▸ Problem requirements: Your task is to find every line in the records that holds the string "below" and copy it.

(Stored data entries)
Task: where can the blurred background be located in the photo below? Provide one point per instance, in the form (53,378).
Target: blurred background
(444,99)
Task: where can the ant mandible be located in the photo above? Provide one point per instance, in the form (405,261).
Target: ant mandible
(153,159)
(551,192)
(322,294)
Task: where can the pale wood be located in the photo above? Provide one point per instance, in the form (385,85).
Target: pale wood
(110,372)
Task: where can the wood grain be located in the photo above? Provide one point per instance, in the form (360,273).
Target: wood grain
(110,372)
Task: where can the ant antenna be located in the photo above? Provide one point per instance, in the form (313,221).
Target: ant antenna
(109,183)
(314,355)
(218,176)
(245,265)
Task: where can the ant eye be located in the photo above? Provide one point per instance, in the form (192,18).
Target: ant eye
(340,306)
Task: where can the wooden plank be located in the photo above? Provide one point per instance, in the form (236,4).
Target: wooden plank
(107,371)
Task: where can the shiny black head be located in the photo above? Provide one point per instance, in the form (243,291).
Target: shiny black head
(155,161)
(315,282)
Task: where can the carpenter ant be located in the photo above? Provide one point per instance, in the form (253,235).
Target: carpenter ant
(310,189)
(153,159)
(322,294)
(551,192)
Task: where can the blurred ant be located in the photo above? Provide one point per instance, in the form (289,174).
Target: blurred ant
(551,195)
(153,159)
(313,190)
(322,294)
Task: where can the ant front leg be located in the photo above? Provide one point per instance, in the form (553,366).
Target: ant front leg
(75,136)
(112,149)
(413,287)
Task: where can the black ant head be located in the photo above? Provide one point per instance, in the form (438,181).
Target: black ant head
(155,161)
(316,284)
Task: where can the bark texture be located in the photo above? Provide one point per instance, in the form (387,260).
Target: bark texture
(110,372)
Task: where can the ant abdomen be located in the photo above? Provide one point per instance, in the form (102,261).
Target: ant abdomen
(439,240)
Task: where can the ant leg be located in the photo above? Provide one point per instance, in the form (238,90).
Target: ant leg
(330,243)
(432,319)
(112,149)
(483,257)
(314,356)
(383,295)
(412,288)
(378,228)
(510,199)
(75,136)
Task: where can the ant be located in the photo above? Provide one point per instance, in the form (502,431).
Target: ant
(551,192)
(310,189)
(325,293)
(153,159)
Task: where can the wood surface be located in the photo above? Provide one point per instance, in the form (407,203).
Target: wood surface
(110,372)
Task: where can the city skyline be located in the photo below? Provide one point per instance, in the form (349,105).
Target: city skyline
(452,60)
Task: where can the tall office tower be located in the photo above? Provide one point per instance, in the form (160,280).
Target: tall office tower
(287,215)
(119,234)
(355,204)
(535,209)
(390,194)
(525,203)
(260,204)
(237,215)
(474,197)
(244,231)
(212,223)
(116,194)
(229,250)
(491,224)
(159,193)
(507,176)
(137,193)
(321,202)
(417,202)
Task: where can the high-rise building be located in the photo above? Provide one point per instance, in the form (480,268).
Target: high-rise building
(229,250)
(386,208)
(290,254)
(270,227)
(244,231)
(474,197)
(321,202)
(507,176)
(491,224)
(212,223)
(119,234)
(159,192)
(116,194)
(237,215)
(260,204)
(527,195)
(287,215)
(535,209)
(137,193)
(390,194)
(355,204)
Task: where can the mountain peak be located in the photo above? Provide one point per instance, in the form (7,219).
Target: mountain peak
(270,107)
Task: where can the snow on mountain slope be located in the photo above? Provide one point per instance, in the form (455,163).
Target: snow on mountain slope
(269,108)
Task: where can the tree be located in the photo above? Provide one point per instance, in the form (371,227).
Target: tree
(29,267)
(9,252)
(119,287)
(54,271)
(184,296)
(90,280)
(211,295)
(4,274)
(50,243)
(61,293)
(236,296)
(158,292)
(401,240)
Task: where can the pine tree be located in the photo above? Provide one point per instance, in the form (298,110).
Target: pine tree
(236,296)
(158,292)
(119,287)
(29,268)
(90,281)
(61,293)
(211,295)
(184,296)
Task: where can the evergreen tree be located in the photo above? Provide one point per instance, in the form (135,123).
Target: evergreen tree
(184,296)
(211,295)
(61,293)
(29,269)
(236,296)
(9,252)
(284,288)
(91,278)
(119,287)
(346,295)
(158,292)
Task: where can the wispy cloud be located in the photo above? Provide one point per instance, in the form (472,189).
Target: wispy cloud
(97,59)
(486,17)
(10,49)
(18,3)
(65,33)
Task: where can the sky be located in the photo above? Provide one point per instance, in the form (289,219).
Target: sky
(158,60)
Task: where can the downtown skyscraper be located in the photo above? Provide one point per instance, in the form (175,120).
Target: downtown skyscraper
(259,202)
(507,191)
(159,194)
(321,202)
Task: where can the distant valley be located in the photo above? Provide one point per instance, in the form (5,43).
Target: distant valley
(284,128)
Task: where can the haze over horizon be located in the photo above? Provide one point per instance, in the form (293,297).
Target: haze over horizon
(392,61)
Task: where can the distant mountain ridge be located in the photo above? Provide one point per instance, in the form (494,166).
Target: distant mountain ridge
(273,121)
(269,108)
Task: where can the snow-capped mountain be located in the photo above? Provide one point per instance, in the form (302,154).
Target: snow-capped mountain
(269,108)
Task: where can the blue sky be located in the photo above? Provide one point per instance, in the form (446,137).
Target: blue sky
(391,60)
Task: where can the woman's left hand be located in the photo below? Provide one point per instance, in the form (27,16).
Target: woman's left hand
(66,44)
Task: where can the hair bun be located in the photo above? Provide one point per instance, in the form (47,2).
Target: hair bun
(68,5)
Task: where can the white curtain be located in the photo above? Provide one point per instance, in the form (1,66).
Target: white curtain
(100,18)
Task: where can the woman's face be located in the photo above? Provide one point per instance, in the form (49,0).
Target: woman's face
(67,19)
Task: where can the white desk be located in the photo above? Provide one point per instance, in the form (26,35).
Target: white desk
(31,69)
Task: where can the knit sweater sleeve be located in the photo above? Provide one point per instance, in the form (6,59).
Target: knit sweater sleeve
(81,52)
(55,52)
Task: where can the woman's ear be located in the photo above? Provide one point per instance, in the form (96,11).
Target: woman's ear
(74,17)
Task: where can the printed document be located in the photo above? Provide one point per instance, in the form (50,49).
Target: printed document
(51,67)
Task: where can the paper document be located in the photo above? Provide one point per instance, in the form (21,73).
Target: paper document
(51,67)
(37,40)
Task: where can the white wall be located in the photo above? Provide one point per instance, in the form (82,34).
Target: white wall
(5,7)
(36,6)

▸ Response box:
Task: where can the blurred background be located in the photo below? Provide one point per instance, in the form (53,378).
Task: where can the city skyline be located in the photo below? Provide one point per instance, in the form (349,105).
Task: where can the woman's left hand be located in the photo below? Provide one point per instance, in the form (27,16).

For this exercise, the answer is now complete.